SELECTED EXTRACT:
┌──

She came back so often to that word “ideal”! Mrs. Astor is a woman of ideals, and when she talks of them her face lights up in a marvelous way. Her face- how shall I describe it? It was youthful with enthusiasm, the gray eyes sparkled with animation, prepared, even eager to meet a young girl on her own ground of vigorous buoyancy and vivacity.

Very vividly do I recall my first sight of her and the picture she made as she came slowly down the broad marble stairs, not with any apparent feebleness, although a jeweled hand grasped firmly the iron balustrade. She was smiling cordially beneath the big black hat and lace veil, dressed entirely in black, unrelieved even by the conventional white at neck and throat. The gown was cut severely plain, and out-lined a youthful, supple figure, not in the least inclined to embonpoint. As she advanced, I saw that she was about medium height, a little less, perhaps, and as straight as an Indian.

└──

DATA LINES:
┌──

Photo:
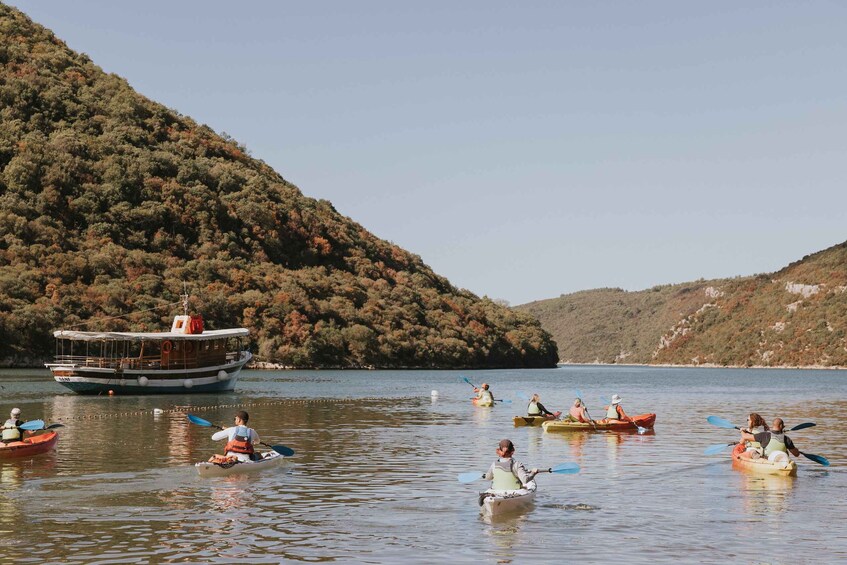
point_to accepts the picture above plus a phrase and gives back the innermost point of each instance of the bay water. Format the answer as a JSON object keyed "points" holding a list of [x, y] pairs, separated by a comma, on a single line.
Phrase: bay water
{"points": [[373, 479]]}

└──

REQUIREMENTS: Reproduce verbatim the portion of the passage describing Mrs. Astor that lies between "Very vividly do" and "as an Indian.", inclusive.

THE REPLY:
Very vividly do I recall my first sight of her and the picture she made as she came slowly down the broad marble stairs, not with any apparent feebleness, although a jeweled hand grasped firmly the iron balustrade. She was smiling cordially beneath the big black hat and lace veil, dressed entirely in black, unrelieved even by the conventional white at neck and throat. The gown was cut severely plain, and out-lined a youthful, supple figure, not in the least inclined to embonpoint. As she advanced, I saw that she was about medium height, a little less, perhaps, and as straight as an Indian.